The listing below is to be output in its exact form.
=====
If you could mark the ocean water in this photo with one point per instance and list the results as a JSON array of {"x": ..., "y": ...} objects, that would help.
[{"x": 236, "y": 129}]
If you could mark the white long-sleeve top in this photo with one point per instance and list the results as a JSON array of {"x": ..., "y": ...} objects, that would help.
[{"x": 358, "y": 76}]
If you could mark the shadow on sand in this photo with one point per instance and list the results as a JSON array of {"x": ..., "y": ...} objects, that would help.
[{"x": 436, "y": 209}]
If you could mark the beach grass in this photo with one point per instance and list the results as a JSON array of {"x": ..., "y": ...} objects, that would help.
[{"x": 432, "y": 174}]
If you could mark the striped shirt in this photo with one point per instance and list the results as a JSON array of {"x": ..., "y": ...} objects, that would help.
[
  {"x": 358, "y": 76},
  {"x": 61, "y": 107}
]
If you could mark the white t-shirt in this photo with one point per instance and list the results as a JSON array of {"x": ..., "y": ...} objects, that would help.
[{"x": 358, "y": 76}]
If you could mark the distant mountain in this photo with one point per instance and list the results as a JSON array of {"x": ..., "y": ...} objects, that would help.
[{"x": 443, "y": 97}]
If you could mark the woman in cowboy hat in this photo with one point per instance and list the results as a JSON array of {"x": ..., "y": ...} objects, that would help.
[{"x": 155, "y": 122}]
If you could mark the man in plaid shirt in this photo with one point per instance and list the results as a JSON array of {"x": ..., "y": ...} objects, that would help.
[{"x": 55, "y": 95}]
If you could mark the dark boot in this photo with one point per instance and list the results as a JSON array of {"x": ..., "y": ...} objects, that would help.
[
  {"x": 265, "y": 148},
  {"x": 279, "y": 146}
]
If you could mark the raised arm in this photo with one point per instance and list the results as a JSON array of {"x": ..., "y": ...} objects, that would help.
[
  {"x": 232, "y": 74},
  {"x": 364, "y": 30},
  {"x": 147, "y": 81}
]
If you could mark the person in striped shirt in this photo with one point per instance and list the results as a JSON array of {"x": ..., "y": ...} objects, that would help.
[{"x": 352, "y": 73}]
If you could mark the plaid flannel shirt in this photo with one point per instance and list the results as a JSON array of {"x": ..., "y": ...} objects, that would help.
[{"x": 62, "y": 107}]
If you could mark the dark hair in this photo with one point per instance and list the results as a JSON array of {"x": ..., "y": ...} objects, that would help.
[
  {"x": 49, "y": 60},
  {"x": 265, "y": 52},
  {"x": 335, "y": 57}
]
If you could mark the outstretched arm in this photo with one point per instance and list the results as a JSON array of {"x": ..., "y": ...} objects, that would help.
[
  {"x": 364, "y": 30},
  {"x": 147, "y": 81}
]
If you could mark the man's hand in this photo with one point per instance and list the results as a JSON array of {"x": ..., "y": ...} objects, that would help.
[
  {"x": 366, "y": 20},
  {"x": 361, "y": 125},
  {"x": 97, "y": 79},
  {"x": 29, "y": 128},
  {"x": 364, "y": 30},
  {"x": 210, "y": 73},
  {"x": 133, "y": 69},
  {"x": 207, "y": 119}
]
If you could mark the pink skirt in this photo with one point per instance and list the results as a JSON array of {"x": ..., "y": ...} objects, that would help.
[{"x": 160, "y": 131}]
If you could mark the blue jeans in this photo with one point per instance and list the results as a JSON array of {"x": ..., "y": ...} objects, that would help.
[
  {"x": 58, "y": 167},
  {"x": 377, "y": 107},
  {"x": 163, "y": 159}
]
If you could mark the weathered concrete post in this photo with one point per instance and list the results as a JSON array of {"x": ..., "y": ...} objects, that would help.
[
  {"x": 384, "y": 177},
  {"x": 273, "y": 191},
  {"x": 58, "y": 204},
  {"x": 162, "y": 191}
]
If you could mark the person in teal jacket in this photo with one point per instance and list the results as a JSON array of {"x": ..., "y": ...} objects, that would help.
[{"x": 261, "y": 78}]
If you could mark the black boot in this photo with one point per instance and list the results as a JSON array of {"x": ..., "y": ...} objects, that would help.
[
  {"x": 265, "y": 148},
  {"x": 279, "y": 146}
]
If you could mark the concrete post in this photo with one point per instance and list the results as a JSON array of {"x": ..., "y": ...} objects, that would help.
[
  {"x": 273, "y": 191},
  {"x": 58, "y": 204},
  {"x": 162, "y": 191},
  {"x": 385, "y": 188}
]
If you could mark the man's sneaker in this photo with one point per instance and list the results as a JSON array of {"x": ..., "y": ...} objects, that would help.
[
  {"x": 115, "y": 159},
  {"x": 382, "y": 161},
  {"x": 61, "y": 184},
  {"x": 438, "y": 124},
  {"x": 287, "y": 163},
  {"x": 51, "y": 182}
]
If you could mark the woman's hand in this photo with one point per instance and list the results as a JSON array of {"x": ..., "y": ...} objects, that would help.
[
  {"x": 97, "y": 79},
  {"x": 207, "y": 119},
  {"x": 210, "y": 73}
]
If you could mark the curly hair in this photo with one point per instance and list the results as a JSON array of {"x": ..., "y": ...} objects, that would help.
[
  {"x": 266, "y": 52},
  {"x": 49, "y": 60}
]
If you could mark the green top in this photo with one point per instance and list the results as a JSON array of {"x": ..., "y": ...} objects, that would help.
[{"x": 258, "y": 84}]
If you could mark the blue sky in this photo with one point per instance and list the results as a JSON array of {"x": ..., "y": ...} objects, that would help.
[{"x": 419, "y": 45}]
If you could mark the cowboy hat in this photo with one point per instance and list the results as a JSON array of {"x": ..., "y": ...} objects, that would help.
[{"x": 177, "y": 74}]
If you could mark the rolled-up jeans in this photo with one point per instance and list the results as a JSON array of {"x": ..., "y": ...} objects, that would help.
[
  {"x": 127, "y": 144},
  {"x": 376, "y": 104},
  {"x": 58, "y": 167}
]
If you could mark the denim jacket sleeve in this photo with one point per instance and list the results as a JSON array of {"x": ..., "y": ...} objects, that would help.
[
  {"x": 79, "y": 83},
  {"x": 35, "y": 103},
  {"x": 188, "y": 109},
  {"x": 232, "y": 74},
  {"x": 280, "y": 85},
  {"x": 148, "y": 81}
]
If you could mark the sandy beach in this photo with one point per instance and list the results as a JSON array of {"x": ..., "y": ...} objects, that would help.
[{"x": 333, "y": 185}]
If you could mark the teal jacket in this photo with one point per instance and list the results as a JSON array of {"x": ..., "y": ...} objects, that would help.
=====
§ Result of the task:
If you could mark the ocean water in this photo with one point per instance and list the results as a JSON array of {"x": ..., "y": ...} objects, that would help.
[{"x": 236, "y": 129}]
If you could mark the white long-sleeve top in this photo with one point per instance and list the results as a JSON array of {"x": ..., "y": ...} objects, that would help.
[{"x": 358, "y": 76}]
If you could mark the shadow on sand in this photo with one point per instance and list the results as a JSON array of {"x": ..., "y": ...} objects, that would help.
[{"x": 436, "y": 209}]
If you could mark the beach grass in this photo with one point per instance and list the results as a JSON array of {"x": ..., "y": ...} objects, that would help.
[{"x": 432, "y": 174}]
If you could mark the striped shirt in this photo with one point per instance and list the results as a JSON array of {"x": ..., "y": ...} objects, that would help.
[
  {"x": 358, "y": 76},
  {"x": 61, "y": 107}
]
If you could mark the white t-shirt in this photo with one point per instance and list the results as a JSON array of {"x": ..., "y": ...} objects, that would help.
[{"x": 358, "y": 76}]
If you could mark the distant mountain in this photo with one point per instance and list the results as a JSON array of {"x": ..., "y": ...} objects, that would help.
[{"x": 443, "y": 97}]
If you could mark the woman in cowboy hat in this photo with one point per instance and list the results as a JSON array of {"x": ..., "y": ...} objects, that would help.
[{"x": 155, "y": 122}]
If you could mark the man in plaid shirt in this photo with one point per instance and list the results as a JSON array of {"x": ..., "y": ...} objects, that would help.
[{"x": 55, "y": 95}]
If you could mark the dark boot in this photo with one point per instance and list the results as a JSON array of {"x": ..., "y": ...} objects, that would help.
[
  {"x": 265, "y": 148},
  {"x": 279, "y": 146}
]
If you could mark the raised arm in this photo with one point per instance and list the results as a JSON array of {"x": ..., "y": ...} objects, that would help.
[
  {"x": 232, "y": 74},
  {"x": 364, "y": 30},
  {"x": 147, "y": 81}
]
If you could mark the person in striped shirt in this photo with one point per instance and list the results as a JSON array of {"x": ..., "y": ...} objects, that would help.
[{"x": 352, "y": 73}]
If you could mark the plaid flannel shirt in this photo with one point per instance and list the results as a JSON array of {"x": ..., "y": ...} objects, that would help.
[{"x": 62, "y": 107}]
If you could mark the dark hair in this photo with one point per instance and list the results as a JSON array of {"x": ..., "y": ...} objects, that would help.
[
  {"x": 49, "y": 60},
  {"x": 265, "y": 52},
  {"x": 335, "y": 57}
]
If you could mark the outstretched arm in this photo with one point per instance and list the results as a JSON array of {"x": ..., "y": ...} objects, that would help.
[
  {"x": 364, "y": 30},
  {"x": 147, "y": 81}
]
If you could mark the man's hand in this photo with one point per instance and list the results as a JSON array of {"x": ..., "y": ...} objects, that would help.
[
  {"x": 366, "y": 20},
  {"x": 361, "y": 125},
  {"x": 97, "y": 79},
  {"x": 29, "y": 128},
  {"x": 364, "y": 30},
  {"x": 210, "y": 73},
  {"x": 133, "y": 69},
  {"x": 207, "y": 119}
]
If you could mark the pink skirt in this photo with one point per instance and list the results as a JSON array of {"x": ..., "y": ...} objects, that would help.
[{"x": 160, "y": 131}]
If you could mark the blue jeans in this photo with one point per instance and list the results as a JSON array of {"x": ..., "y": ...} objects, that would help.
[
  {"x": 58, "y": 167},
  {"x": 377, "y": 107},
  {"x": 163, "y": 159}
]
If you could mark the weathered concrete post in this photo with one point per instance and list the results as a JSON array of {"x": ..., "y": ...} objects, that would help.
[
  {"x": 384, "y": 177},
  {"x": 273, "y": 191},
  {"x": 58, "y": 204},
  {"x": 162, "y": 191}
]
If you could mark the person in teal jacket in this photo with one point per instance and list the results as a JSON array of {"x": ..., "y": ...} objects, that would help.
[{"x": 261, "y": 78}]
If you could mark the black boot in this photo with one point per instance and list the results as a JSON array of {"x": ..., "y": ...} objects, that would help.
[
  {"x": 265, "y": 148},
  {"x": 279, "y": 146}
]
If you could mark the concrete post in this photo with one point per instance and list the results as a JSON array of {"x": ..., "y": ...} objects, that would help.
[
  {"x": 273, "y": 191},
  {"x": 58, "y": 204},
  {"x": 162, "y": 191},
  {"x": 385, "y": 188}
]
If you could mark the man's sneaker in this photo with one point per instance and list the results as a JSON array of {"x": ..., "y": ...} objects, that would help.
[
  {"x": 115, "y": 159},
  {"x": 382, "y": 161},
  {"x": 61, "y": 184},
  {"x": 438, "y": 124},
  {"x": 287, "y": 163},
  {"x": 51, "y": 182}
]
If you could mark the woman's hand in this photo with one point per instance and list the results as a JSON array of {"x": ..., "y": ...} objects, that would help.
[
  {"x": 97, "y": 79},
  {"x": 207, "y": 119},
  {"x": 210, "y": 73}
]
If you could mark the curly hair in this photo with one point per instance and list the results as a JSON array of {"x": ..., "y": ...} objects, that would help.
[
  {"x": 266, "y": 52},
  {"x": 49, "y": 60}
]
If you could mark the green top in this photo with one point per instance and list the results as a JSON array of {"x": ..., "y": ...} objects, that would help.
[{"x": 258, "y": 84}]
If you could mark the blue sky in this photo with one point per instance and list the results as a JSON array of {"x": ..., "y": ...} objects, that would help.
[{"x": 419, "y": 45}]
If you could mark the cowboy hat in this photo with one point per instance and list the results as a JSON array of {"x": ..., "y": ...} objects, that would help.
[{"x": 177, "y": 74}]
If you could mark the rolled-up jeans in this photo with one point per instance and list the results as a JSON array of {"x": ..., "y": ...} objects, that would help.
[
  {"x": 127, "y": 144},
  {"x": 376, "y": 104},
  {"x": 58, "y": 167}
]
If you could mark the denim jacket sleeve in this photo with one point per instance and list the results as a JSON array of {"x": ..., "y": ...} objects, that would help.
[
  {"x": 79, "y": 83},
  {"x": 35, "y": 103},
  {"x": 188, "y": 109},
  {"x": 232, "y": 74},
  {"x": 280, "y": 85},
  {"x": 148, "y": 81}
]
If you could mark the sandy beach in this photo with one point per instance and list the results as a JSON array of {"x": ..., "y": ...} objects, that would help.
[{"x": 333, "y": 185}]
If you could mark the teal jacket in this photo with one point per instance and list the results as a JSON array of {"x": ..., "y": ...} objects, that would help.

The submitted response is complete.